**What you should do:**
Pick out every line of the data below that contains the string "woman", matching case exactly, and copy each of those lines.

**The input:**

begin

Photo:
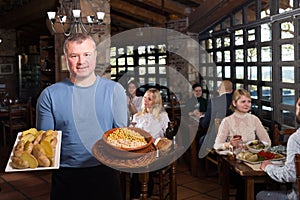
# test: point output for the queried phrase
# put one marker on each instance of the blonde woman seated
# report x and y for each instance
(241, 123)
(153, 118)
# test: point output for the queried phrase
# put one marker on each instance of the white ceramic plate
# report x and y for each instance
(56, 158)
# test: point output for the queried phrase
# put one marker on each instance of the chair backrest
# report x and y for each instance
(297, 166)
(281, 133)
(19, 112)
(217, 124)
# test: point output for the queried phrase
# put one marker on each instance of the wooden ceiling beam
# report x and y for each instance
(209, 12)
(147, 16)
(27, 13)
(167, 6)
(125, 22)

end
begin

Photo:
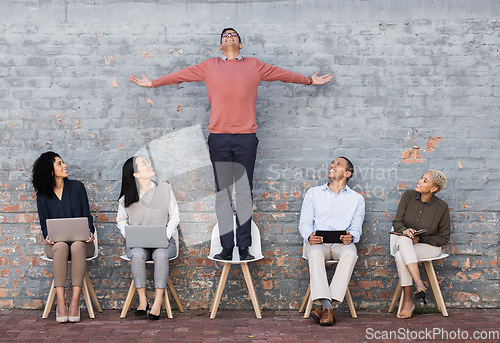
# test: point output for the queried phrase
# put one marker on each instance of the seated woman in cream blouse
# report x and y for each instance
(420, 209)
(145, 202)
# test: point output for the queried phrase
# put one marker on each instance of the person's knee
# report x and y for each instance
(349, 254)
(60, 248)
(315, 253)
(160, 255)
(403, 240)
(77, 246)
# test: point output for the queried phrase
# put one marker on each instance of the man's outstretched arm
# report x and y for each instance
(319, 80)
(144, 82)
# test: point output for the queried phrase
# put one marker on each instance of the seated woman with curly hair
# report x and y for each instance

end
begin

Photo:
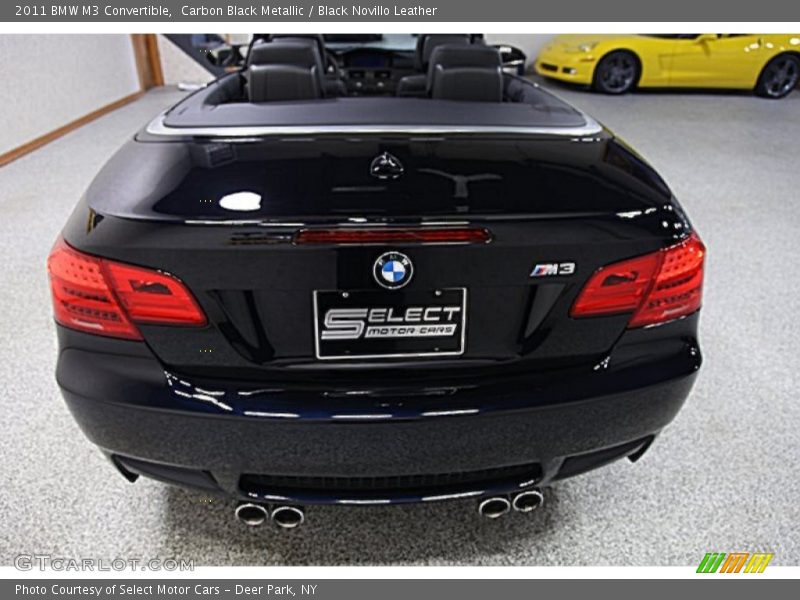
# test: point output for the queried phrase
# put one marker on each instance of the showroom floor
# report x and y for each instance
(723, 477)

end

**Full output:**
# put one marker on each instance of the blonde woman seated
# put one marker on each instance of the seated woman in cream blouse
# put one marker on each instance of the seated woman with curly hair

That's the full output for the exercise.